Find the lines in the records below that contain "table", and report each of them.

Saved entries:
□ □ □ □ □
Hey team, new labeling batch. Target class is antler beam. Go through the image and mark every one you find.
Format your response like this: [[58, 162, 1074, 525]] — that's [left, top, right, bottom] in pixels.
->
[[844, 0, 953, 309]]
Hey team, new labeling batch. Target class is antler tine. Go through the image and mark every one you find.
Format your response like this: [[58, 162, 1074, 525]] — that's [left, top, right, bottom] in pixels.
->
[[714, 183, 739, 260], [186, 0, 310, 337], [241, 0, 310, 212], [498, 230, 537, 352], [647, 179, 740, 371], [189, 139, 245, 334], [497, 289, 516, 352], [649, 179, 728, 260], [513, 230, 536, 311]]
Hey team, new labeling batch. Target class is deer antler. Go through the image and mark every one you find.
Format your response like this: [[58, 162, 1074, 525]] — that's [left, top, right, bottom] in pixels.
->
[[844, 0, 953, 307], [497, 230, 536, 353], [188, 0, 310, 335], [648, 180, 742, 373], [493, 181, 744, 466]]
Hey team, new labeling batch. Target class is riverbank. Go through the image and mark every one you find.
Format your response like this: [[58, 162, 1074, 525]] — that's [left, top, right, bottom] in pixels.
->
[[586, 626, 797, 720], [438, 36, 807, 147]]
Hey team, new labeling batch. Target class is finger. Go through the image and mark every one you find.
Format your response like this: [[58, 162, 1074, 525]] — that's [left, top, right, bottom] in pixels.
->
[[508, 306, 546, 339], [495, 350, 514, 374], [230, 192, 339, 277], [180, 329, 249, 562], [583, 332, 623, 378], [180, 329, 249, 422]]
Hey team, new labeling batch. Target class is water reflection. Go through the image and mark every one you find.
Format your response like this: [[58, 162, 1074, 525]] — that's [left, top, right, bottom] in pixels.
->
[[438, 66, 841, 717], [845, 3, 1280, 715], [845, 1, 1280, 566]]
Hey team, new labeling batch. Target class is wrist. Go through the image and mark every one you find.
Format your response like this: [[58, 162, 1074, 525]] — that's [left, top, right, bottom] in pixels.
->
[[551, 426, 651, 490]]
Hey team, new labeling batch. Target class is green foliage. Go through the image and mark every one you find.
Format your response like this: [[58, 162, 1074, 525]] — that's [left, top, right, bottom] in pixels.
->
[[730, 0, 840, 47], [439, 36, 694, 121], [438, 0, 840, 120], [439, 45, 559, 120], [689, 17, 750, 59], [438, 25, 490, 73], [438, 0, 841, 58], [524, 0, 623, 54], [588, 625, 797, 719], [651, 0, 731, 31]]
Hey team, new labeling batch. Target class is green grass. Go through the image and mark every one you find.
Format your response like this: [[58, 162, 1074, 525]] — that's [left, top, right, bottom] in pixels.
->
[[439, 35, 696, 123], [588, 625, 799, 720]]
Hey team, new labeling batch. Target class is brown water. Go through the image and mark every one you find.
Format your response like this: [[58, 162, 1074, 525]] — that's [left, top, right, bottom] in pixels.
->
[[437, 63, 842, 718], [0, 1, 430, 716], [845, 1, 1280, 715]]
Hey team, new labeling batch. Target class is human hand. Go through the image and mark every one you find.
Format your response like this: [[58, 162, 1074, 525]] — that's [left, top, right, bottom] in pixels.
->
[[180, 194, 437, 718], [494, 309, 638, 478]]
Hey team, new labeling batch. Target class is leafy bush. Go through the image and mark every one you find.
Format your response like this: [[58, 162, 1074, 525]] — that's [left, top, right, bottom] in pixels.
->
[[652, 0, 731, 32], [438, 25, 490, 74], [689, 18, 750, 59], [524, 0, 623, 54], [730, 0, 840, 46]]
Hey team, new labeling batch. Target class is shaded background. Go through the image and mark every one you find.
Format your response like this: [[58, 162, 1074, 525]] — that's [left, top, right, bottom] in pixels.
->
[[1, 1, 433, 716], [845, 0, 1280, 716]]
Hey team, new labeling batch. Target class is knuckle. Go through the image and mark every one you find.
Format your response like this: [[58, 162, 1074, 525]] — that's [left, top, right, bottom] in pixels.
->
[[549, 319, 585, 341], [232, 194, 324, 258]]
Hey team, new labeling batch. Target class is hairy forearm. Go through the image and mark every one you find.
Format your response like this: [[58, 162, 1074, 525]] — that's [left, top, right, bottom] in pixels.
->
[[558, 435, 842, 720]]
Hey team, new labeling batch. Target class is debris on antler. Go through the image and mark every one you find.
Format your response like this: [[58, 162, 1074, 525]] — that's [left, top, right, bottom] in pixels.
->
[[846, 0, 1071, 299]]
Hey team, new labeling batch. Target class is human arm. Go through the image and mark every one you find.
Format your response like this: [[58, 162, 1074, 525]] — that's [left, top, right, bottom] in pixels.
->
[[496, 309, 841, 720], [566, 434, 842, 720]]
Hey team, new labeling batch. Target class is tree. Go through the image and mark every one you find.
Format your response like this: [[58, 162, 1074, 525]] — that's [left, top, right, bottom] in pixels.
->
□ □ □ □ □
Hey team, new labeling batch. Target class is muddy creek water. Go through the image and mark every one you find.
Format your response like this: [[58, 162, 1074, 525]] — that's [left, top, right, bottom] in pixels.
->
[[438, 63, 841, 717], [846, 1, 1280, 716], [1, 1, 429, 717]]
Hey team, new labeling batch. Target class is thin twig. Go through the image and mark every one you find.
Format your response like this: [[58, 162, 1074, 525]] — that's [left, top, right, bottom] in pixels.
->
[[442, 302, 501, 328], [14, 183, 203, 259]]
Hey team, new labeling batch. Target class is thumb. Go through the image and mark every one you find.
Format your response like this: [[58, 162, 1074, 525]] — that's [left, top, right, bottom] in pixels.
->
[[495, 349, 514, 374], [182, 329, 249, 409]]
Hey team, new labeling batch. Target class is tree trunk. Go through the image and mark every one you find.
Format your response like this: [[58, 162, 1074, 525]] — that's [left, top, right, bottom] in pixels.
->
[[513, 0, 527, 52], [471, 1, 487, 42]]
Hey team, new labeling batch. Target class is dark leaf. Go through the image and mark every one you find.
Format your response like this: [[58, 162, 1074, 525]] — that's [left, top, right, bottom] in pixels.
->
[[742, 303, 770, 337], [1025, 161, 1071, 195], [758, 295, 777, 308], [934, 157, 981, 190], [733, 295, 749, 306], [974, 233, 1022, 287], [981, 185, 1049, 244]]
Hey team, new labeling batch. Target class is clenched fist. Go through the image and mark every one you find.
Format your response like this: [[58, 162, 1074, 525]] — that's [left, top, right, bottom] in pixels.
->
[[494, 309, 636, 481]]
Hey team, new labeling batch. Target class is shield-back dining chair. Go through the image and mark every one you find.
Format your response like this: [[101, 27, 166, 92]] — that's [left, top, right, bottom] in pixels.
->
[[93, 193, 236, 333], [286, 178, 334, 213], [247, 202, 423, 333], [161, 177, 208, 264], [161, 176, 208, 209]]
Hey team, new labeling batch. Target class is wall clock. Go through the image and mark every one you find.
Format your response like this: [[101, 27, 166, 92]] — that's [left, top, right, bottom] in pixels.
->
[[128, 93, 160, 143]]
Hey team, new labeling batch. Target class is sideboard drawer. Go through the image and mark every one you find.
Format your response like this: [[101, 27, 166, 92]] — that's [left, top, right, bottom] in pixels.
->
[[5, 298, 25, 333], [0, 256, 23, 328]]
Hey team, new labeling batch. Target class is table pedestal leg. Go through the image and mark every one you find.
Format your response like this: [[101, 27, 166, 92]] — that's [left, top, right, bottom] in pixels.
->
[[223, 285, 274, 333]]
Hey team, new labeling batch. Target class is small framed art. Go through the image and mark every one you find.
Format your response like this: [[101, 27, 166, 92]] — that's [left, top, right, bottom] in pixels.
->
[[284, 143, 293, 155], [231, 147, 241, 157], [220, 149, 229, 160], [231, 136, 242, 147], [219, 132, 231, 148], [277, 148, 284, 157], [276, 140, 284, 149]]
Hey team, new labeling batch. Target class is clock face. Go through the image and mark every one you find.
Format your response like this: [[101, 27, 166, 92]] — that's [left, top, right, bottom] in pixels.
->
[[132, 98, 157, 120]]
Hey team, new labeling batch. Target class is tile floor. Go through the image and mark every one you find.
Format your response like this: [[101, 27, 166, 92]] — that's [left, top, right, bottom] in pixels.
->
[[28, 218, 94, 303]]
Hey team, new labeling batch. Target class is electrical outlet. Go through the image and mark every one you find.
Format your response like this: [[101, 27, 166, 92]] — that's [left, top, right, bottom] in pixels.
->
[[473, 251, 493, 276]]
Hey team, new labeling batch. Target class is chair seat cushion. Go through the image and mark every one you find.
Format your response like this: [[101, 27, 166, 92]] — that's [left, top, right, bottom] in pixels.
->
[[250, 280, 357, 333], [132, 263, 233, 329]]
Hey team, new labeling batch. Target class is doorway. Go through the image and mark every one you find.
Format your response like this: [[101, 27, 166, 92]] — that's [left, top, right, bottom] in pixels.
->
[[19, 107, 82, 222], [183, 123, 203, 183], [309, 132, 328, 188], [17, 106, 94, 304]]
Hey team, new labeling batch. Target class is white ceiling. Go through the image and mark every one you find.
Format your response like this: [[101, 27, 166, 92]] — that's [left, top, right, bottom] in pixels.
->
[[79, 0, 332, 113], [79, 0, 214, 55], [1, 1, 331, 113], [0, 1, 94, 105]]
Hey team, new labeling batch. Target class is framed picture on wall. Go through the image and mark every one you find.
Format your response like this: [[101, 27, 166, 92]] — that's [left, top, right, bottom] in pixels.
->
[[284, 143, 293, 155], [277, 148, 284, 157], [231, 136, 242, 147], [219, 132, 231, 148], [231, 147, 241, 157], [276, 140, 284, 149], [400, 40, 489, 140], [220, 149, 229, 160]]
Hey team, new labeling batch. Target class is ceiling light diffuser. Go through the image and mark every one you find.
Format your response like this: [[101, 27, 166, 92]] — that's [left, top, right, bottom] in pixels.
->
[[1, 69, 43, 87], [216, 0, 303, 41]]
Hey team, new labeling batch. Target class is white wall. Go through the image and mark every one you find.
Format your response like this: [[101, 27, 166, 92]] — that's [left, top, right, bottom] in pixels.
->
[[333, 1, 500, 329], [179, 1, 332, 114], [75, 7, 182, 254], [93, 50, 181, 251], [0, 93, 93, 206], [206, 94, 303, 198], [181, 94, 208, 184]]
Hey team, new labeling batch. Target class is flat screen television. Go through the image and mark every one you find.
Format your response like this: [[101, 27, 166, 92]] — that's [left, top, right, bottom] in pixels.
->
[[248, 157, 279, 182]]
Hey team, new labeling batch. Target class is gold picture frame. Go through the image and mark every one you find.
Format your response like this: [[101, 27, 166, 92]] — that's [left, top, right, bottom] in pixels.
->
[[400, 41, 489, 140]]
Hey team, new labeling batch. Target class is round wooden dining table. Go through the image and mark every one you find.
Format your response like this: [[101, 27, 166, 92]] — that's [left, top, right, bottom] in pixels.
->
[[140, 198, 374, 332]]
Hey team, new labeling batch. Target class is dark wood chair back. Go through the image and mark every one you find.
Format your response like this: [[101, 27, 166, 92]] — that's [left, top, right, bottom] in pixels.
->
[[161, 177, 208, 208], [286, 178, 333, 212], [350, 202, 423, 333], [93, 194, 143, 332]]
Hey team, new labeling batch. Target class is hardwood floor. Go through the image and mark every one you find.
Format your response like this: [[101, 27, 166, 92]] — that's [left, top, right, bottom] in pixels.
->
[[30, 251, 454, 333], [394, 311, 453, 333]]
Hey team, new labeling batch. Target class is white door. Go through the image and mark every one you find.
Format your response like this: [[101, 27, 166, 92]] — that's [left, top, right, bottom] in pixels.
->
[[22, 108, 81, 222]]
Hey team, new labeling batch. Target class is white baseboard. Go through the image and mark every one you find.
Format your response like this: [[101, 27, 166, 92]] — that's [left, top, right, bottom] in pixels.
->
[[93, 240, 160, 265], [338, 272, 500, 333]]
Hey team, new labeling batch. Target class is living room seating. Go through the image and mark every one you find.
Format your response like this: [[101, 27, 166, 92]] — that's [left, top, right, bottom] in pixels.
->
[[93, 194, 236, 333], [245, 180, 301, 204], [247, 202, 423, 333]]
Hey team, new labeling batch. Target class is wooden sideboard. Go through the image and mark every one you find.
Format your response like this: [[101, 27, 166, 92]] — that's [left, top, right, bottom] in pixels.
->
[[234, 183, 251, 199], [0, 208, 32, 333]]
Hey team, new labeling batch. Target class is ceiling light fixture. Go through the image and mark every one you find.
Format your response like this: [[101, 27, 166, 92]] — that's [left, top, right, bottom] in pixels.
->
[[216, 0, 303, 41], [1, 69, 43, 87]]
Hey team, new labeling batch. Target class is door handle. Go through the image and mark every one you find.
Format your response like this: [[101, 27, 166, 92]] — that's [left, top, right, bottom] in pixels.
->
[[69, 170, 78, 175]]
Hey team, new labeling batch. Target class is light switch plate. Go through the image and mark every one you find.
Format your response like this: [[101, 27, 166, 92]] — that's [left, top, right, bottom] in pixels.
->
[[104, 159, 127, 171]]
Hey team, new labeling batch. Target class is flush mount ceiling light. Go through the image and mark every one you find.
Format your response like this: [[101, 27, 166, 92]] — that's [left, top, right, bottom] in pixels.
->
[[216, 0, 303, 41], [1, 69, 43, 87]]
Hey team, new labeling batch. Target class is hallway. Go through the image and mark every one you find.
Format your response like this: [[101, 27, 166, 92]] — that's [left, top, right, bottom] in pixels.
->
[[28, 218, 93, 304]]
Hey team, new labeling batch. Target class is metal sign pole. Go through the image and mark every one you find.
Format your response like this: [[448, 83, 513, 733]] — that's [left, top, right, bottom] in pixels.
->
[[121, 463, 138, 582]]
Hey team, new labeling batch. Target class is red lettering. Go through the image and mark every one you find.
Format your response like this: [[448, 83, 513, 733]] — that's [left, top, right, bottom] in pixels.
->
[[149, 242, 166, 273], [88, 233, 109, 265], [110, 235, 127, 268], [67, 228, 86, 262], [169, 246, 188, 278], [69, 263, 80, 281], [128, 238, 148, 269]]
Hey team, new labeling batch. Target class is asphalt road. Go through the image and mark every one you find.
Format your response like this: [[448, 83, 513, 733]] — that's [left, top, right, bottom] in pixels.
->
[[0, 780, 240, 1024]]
□ □ □ □ □
:: Solution to this problem ::
Hey team, new labeling batch. Target class is table pedestal leg. Go through the image and mark every one you find.
Hey team, new labeling batch. Target class is round wooden dining table. Go through the image and mark every one you find.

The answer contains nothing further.